**AIM OF THE TASK**
Please rewrite the rows from the line with "For the benchmark, mark every instance of the thumb" through the end of the rows, replacing "thickest part" with "widest part" and leaving everything else unchanged.

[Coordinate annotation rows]
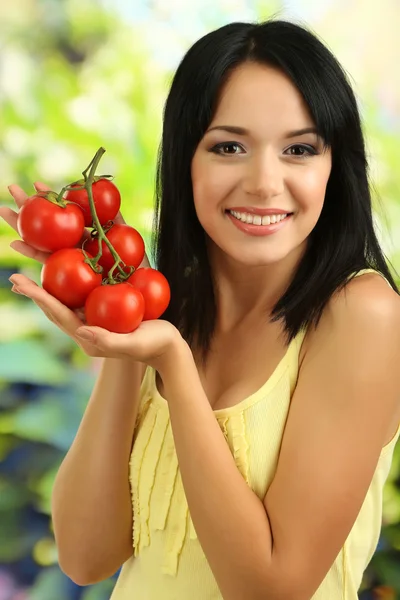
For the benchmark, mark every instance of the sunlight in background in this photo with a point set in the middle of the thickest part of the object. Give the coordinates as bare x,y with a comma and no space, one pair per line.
78,74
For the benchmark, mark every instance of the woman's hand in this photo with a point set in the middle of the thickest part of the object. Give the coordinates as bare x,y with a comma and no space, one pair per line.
152,343
156,343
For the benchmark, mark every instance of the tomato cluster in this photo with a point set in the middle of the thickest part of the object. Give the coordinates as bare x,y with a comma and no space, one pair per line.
97,269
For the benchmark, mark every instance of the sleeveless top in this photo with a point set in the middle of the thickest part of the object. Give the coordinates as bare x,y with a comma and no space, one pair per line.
168,561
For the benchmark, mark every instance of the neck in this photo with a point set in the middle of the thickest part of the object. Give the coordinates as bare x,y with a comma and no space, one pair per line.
247,294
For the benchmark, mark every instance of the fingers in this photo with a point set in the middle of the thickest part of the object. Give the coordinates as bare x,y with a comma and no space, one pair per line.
53,309
29,251
116,343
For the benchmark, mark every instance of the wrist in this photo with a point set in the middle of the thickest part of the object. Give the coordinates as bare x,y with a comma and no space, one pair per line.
175,359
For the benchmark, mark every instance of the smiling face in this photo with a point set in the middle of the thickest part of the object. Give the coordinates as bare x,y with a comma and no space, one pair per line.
260,155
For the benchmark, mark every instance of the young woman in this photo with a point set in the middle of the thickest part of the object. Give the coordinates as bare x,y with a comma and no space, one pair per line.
246,437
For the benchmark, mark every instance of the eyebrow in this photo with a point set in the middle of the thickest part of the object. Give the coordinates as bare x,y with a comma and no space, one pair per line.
243,131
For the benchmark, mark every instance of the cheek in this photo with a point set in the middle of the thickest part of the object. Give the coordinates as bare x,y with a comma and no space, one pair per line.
309,189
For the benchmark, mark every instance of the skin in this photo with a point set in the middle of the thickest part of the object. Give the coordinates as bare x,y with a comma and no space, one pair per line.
263,169
346,403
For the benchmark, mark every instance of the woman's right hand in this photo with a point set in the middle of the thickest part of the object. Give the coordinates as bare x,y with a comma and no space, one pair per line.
67,320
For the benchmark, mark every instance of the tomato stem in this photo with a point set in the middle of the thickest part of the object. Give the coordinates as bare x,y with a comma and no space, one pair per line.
89,179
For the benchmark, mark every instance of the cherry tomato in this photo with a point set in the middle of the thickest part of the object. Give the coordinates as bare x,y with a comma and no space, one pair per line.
48,226
155,290
68,278
117,307
107,200
127,242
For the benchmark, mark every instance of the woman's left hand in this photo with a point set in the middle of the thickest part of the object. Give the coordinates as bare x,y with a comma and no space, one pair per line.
156,342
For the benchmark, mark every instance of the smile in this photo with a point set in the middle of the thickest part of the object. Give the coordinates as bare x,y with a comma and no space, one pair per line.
252,219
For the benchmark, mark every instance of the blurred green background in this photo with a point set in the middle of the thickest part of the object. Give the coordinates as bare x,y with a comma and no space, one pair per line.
79,74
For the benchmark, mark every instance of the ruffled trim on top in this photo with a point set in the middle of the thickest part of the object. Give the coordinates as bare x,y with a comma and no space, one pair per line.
156,481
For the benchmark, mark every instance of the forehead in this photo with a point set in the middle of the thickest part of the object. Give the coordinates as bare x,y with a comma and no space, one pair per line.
259,97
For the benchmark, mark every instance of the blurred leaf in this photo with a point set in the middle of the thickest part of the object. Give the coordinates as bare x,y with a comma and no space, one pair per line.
31,362
51,584
100,591
48,420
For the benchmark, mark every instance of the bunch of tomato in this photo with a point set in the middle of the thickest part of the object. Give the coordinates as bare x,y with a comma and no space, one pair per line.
93,262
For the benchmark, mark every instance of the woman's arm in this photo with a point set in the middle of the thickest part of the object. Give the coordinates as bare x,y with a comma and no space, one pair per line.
341,412
91,501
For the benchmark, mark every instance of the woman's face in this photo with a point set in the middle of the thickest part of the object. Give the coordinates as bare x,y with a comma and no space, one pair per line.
256,163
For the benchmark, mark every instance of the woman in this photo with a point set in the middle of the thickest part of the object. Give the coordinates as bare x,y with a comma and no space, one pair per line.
245,438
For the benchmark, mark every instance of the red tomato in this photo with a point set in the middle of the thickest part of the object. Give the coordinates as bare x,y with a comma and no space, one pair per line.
50,227
68,278
107,201
155,290
117,307
127,242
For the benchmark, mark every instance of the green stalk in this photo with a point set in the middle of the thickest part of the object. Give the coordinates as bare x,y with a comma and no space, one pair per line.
89,180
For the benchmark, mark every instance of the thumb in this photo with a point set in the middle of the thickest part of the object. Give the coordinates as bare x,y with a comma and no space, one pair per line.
104,339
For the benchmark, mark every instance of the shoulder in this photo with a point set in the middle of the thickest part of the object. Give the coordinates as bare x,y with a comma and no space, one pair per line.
343,411
366,310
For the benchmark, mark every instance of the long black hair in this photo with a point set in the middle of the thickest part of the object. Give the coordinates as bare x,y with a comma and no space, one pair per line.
343,240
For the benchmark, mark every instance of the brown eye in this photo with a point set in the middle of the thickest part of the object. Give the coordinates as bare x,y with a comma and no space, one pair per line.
305,151
227,148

**RESULT OF THE EXERCISE**
For the benchmark, mark every instance of the thumb in this photo with a point set in the middle of the widest part of the object. Give the coordinates as bare x,y with a comma and no space, one pair per line.
104,339
For the benchmark, mark every instance of the shoulder in this photo with a point set in the middle of the widest part of the object. Give the coordinates as bare x,y with a comma and no space, one pair per line.
343,411
366,310
For the benchmark, mark every instance of the long black hair in this photo with a point set in the middle of the widest part of the object. Give the coordinates as bare x,y with a comma and no space, one pair per line.
343,240
For the benchmark, mark every instance of the brown eye in this photo with a point set in the middle of the widest part of the object. Give the coordinates as bare x,y with a comma and no space, one pair per line.
305,151
227,148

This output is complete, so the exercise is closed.